START Material for this exercise

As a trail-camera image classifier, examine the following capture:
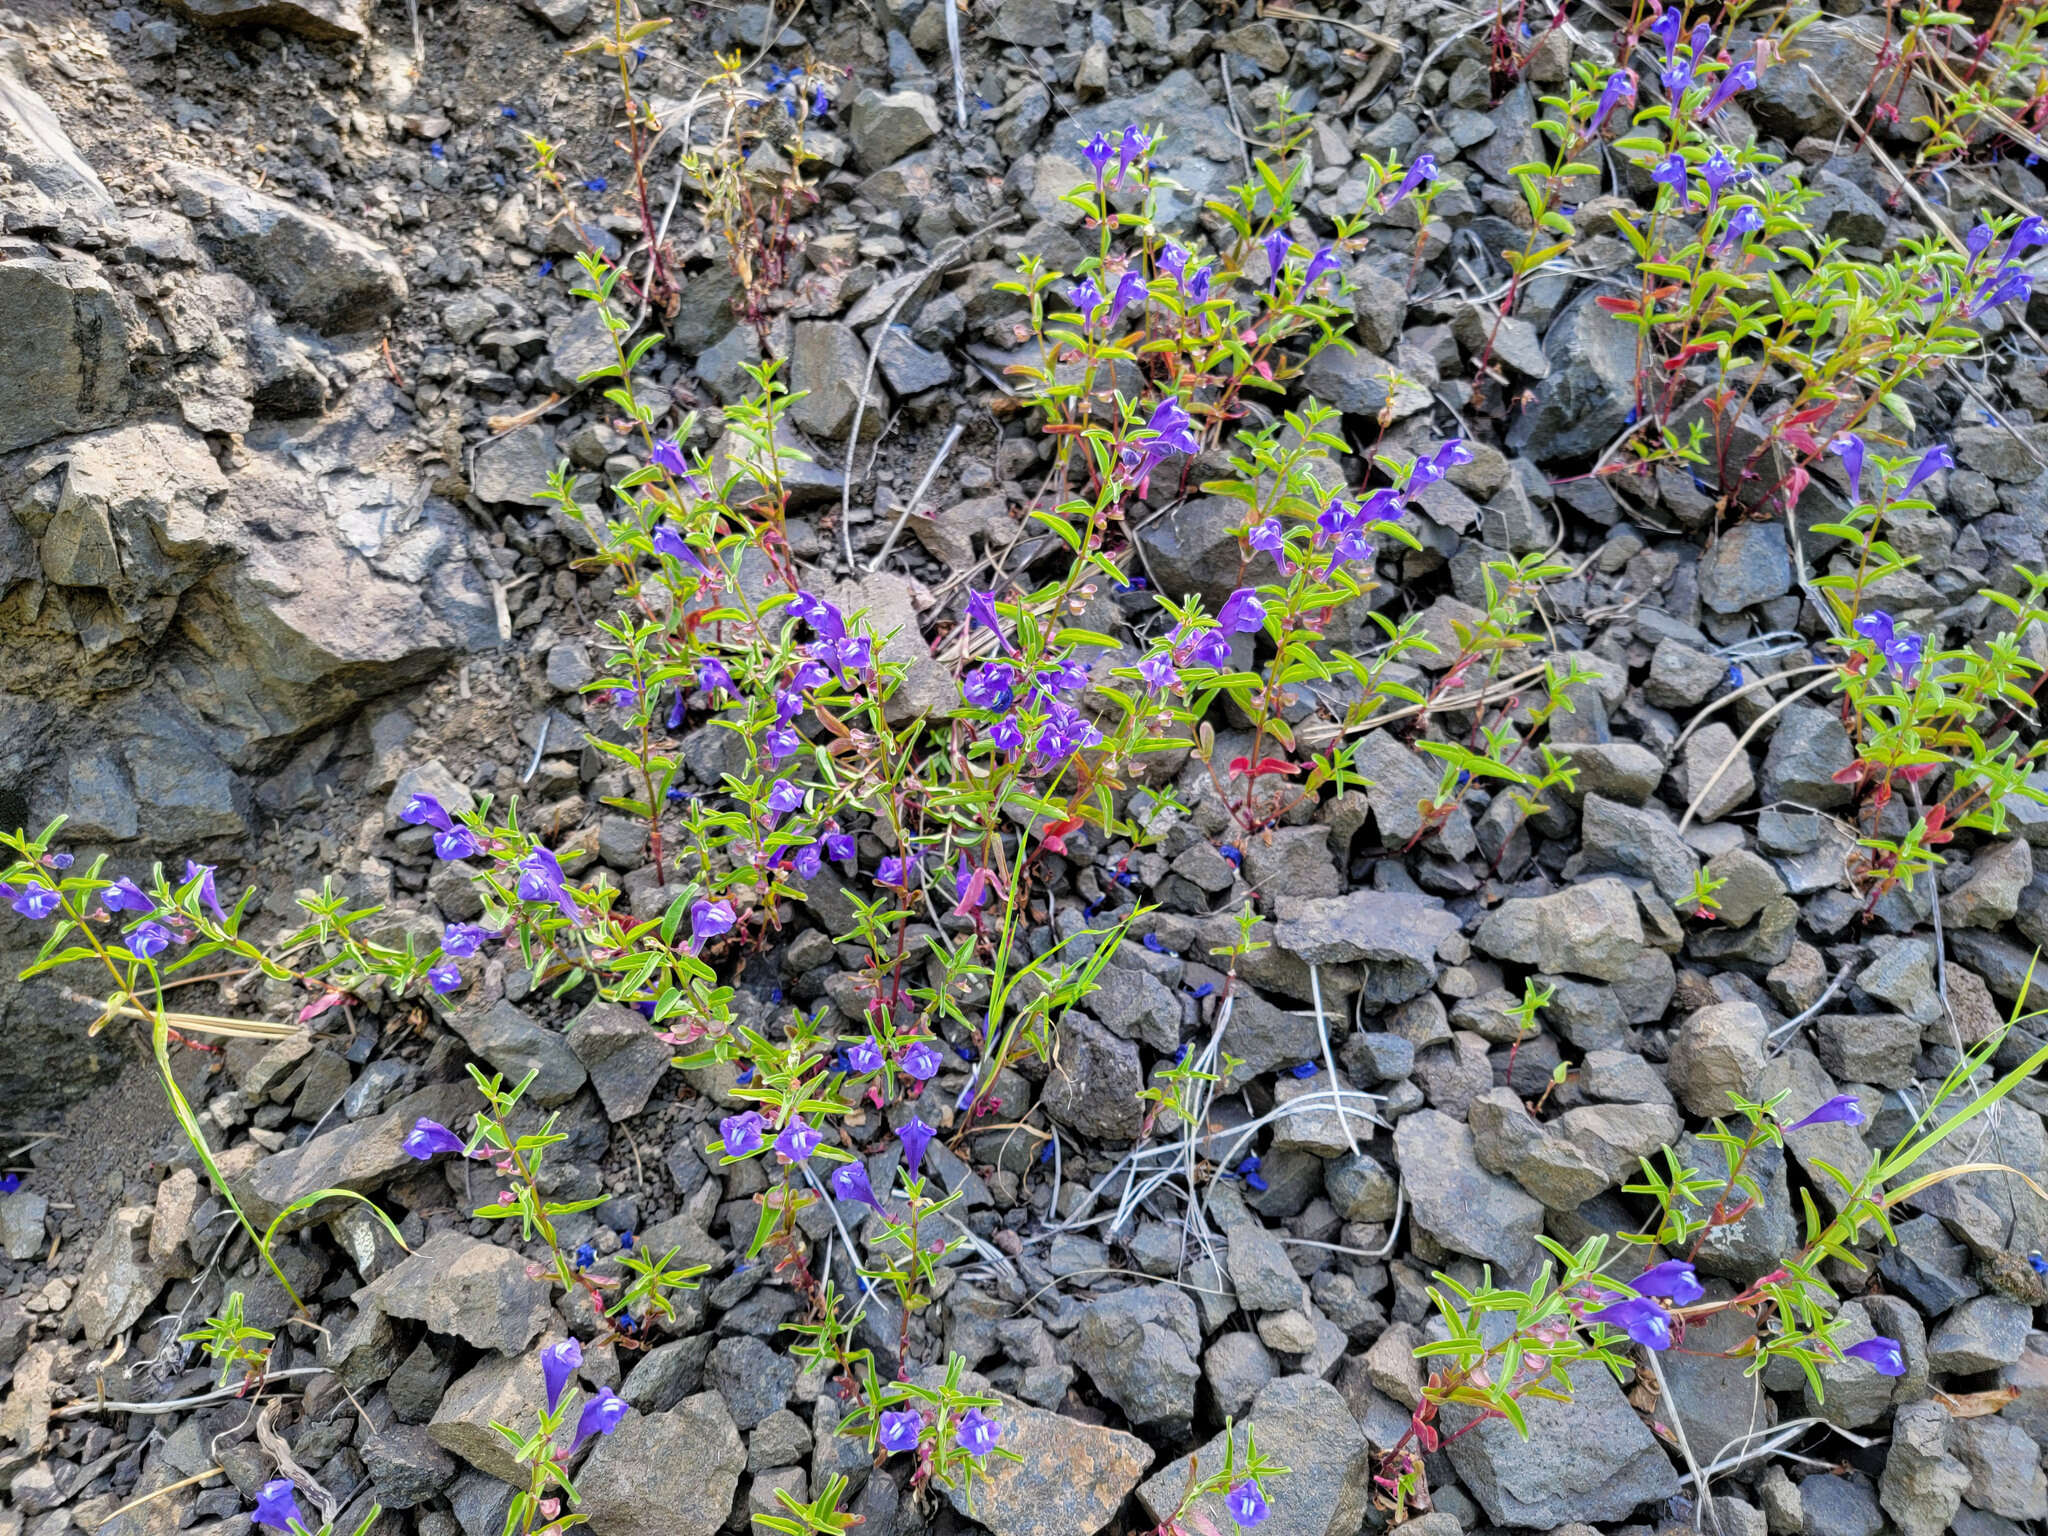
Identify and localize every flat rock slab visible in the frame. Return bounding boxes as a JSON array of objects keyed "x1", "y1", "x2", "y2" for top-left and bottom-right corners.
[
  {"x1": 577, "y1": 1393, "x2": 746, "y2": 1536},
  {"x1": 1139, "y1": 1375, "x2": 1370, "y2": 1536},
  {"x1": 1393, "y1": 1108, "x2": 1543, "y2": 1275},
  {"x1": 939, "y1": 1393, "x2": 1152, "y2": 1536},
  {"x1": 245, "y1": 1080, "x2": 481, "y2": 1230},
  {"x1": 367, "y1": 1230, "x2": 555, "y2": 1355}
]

END Material for this exercise

Exercise goal:
Set down each entry above exactly as it appears. Omit the pictures.

Reply:
As a trail-camera image classifier, examine the following capture:
Identify and localize every flat rock slab visible in the frame. Return bounding boxes as a JSON array of objects keyed "x1", "y1", "x2", "y2" for top-left and bottom-right corners.
[
  {"x1": 577, "y1": 1393, "x2": 746, "y2": 1536},
  {"x1": 1139, "y1": 1375, "x2": 1370, "y2": 1536},
  {"x1": 1393, "y1": 1108, "x2": 1543, "y2": 1275},
  {"x1": 939, "y1": 1393, "x2": 1152, "y2": 1536},
  {"x1": 245, "y1": 1080, "x2": 481, "y2": 1230},
  {"x1": 367, "y1": 1230, "x2": 555, "y2": 1355}
]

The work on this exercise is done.